Texte présenté —
Dans une intervention sur Nuréa TV, le 27 mai 2021, Quentin Leplat a fait la promotion de son ouvrage sur la coudée de Licht [1].
Nous avons adressé une réponse à Nuréa TV sous cette vidéo, car, il nous semble que les propos de M. Leplat, appuyés par ceux du présentateur, Guillaume, sont d’une part erronés, et d’autre part discréditent les travaux des archéologues et des historiens, sans apporter de preuves. Mais, cette réponse n’a jamais été publiée, montrant ainsi le manque de dialogue des tenants de certaines positions envers les réponses construites des scientifiques. Nous estimons que ce manque de dialogue est lié aux croyances de Monsieur Leplat, diffusées ici par Nuréa TV.
Nous ne nous proposons pas ici de reprendre le livre de M. Leplat et le raisonnement afférent, car nous pensons y revenir dans une étude plus tard. Nous nous proposons juste de reprendre les termes de la réponse adressée à Nuréa TV, et que les animateurs de cette chaîne ont décidé de ne pas publier.

Liste des enregistrements —
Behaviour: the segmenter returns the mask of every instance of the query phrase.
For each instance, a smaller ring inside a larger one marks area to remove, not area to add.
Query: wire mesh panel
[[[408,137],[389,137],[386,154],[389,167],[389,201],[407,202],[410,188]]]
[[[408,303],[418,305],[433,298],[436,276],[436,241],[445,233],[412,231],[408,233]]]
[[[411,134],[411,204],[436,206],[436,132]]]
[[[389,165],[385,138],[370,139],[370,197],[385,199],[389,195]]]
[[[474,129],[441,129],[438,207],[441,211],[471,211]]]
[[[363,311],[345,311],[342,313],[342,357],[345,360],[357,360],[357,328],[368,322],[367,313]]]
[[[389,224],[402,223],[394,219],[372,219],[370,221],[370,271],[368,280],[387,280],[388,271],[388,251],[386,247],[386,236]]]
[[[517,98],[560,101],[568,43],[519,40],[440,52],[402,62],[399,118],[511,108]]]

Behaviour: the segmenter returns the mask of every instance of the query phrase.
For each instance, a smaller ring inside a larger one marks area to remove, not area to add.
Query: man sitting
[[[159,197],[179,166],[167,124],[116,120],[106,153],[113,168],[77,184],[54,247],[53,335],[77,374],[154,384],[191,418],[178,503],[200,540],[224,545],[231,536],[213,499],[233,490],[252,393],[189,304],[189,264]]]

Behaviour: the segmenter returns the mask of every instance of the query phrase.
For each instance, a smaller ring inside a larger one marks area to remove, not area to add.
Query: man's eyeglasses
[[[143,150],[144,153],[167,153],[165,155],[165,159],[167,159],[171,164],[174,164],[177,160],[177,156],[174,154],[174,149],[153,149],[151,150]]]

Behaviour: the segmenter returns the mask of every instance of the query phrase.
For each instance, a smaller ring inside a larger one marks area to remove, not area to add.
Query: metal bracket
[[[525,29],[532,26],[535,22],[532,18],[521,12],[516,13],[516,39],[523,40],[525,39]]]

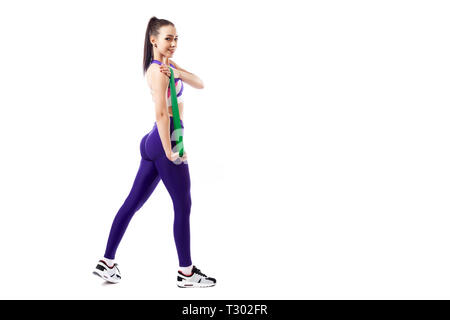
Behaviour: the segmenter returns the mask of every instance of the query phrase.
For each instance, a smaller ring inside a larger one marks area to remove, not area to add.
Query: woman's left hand
[[[166,66],[165,64],[159,66],[160,72],[164,72],[166,76],[170,78],[170,70],[169,66]],[[174,68],[171,68],[173,70],[173,77],[174,78],[180,78],[180,71]]]

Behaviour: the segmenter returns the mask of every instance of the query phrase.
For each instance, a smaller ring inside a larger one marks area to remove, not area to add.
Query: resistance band
[[[178,110],[178,100],[177,100],[177,90],[175,88],[175,78],[173,76],[173,70],[170,68],[170,96],[172,99],[172,113],[173,113],[173,125],[176,132],[176,135],[179,134],[176,144],[177,151],[179,152],[180,157],[183,156],[184,145],[183,145],[183,130],[181,129],[180,122],[180,112]]]

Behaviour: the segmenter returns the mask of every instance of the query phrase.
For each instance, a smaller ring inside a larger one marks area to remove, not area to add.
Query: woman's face
[[[175,27],[168,25],[159,28],[157,41],[152,41],[153,50],[158,50],[163,56],[171,58],[175,53],[178,43],[178,35]],[[156,48],[155,48],[156,43]]]

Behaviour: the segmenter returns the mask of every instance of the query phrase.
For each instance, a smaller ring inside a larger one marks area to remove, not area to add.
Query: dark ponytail
[[[153,16],[151,17],[150,21],[147,25],[147,31],[145,32],[145,42],[144,42],[144,75],[147,71],[148,67],[150,66],[150,63],[153,60],[153,45],[150,42],[150,36],[158,37],[159,35],[159,28],[162,26],[172,25],[175,27],[175,25],[170,22],[169,20],[165,19],[158,19],[157,17]]]

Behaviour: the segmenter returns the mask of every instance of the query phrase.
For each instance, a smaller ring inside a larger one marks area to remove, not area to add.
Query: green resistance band
[[[184,145],[183,145],[183,134],[181,133],[181,122],[180,122],[180,112],[178,110],[178,100],[177,100],[177,90],[175,88],[175,78],[173,76],[173,70],[170,68],[170,96],[172,99],[172,113],[173,113],[173,124],[175,132],[180,132],[178,140],[176,141],[176,150],[179,152],[180,157],[183,156]]]

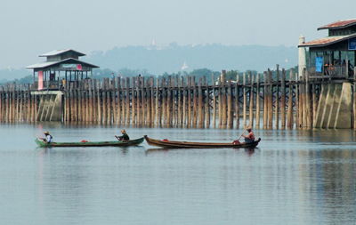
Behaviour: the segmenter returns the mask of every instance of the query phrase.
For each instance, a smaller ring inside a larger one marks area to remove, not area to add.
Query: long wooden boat
[[[87,142],[52,142],[46,143],[42,140],[36,139],[36,143],[42,148],[49,147],[104,147],[104,146],[135,146],[142,143],[144,138],[130,140],[130,141],[87,141]]]
[[[189,142],[189,141],[168,141],[168,140],[156,140],[149,138],[144,135],[144,138],[152,146],[159,146],[167,149],[177,149],[177,148],[190,148],[190,149],[216,149],[216,148],[255,148],[261,141],[259,138],[257,141],[252,143],[212,143],[212,142]]]

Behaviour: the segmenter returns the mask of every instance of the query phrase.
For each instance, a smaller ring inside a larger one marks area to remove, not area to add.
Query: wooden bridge
[[[343,80],[310,77],[306,71],[298,76],[277,69],[244,74],[234,80],[226,80],[222,71],[219,77],[212,77],[214,84],[195,76],[84,79],[61,84],[53,96],[45,90],[35,92],[34,85],[6,84],[0,87],[0,122],[188,128],[356,127],[355,76]]]

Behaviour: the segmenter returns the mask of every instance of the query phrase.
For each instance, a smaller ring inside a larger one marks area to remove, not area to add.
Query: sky
[[[72,48],[222,44],[296,46],[327,36],[317,28],[356,18],[356,1],[0,0],[0,68]]]

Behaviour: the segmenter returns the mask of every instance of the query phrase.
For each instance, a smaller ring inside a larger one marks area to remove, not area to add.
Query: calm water
[[[1,224],[355,224],[352,131],[256,131],[255,151],[37,149],[120,128],[1,125]],[[231,141],[238,130],[129,128],[131,138]]]

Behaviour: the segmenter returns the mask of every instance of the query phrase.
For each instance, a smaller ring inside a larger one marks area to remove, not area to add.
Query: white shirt
[[[47,141],[48,143],[51,143],[51,142],[52,142],[52,136],[49,135],[49,134],[46,135],[46,136],[45,136],[45,140]]]

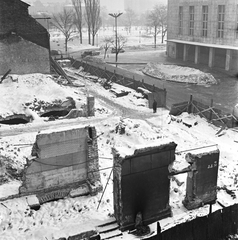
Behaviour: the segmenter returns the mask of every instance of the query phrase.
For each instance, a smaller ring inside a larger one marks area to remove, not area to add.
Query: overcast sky
[[[25,2],[31,3],[35,2],[36,0],[23,0]],[[40,0],[42,3],[48,3],[48,2],[53,2],[53,3],[58,3],[59,0]],[[60,0],[60,2],[71,2],[71,0]],[[127,1],[127,0],[125,0]],[[100,0],[101,6],[106,6],[108,10],[110,11],[122,11],[124,10],[124,0]],[[157,3],[163,3],[167,4],[167,0],[138,0],[138,3],[143,6],[143,8],[147,9],[148,4],[153,5]]]

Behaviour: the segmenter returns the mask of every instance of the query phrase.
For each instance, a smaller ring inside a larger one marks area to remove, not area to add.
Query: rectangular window
[[[225,5],[218,5],[218,28],[217,37],[224,37],[224,25],[225,25]]]
[[[202,36],[207,37],[208,6],[202,6]]]
[[[183,7],[179,7],[179,34],[183,34]]]
[[[194,6],[189,7],[189,35],[194,35]]]

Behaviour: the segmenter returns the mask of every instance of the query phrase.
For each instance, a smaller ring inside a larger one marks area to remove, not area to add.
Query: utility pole
[[[117,55],[118,55],[118,50],[117,50],[117,18],[120,17],[123,13],[109,13],[111,17],[115,18],[115,35],[116,35],[116,62],[117,62]]]

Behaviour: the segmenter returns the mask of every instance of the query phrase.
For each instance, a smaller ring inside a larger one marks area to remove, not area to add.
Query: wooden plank
[[[81,141],[73,139],[61,143],[41,146],[41,148],[37,151],[38,157],[45,159],[67,155],[70,153],[82,152],[87,149],[87,142],[85,139],[80,140]]]
[[[78,128],[50,133],[43,132],[36,136],[36,142],[37,146],[40,147],[47,144],[66,142],[73,139],[86,139],[87,136],[87,128]]]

Votre tâche —
Répétez mot pour mot l'intégralité du texte présenté, celui sur la réponse adressée à Nuréa TV. Les enregistrements n'interviennent en rien ici.

Bonne réponse —
Dans une intervention sur Nuréa TV, le 27 mai 2021, Quentin Leplat a fait la promotion de son ouvrage sur la coudée de Licht [1].
Nous avons adressé une réponse à Nuréa TV sous cette vidéo, car, il nous semble que les propos de M. Leplat, appuyés par ceux du présentateur, Guillaume, sont d’une part erronés, et d’autre part discréditent les travaux des archéologues et des historiens, sans apporter de preuves. Mais, cette réponse n’a jamais été publiée, montrant ainsi le manque de dialogue des tenants de certaines positions envers les réponses construites des scientifiques. Nous estimons que ce manque de dialogue est lié aux croyances de Monsieur Leplat, diffusées ici par Nuréa TV.
Nous ne nous proposons pas ici de reprendre le livre de M. Leplat et le raisonnement afférent, car nous pensons y revenir dans une étude plus tard. Nous nous proposons juste de reprendre les termes de la réponse adressée à Nuréa TV, et que les animateurs de cette chaîne ont décidé de ne pas publier.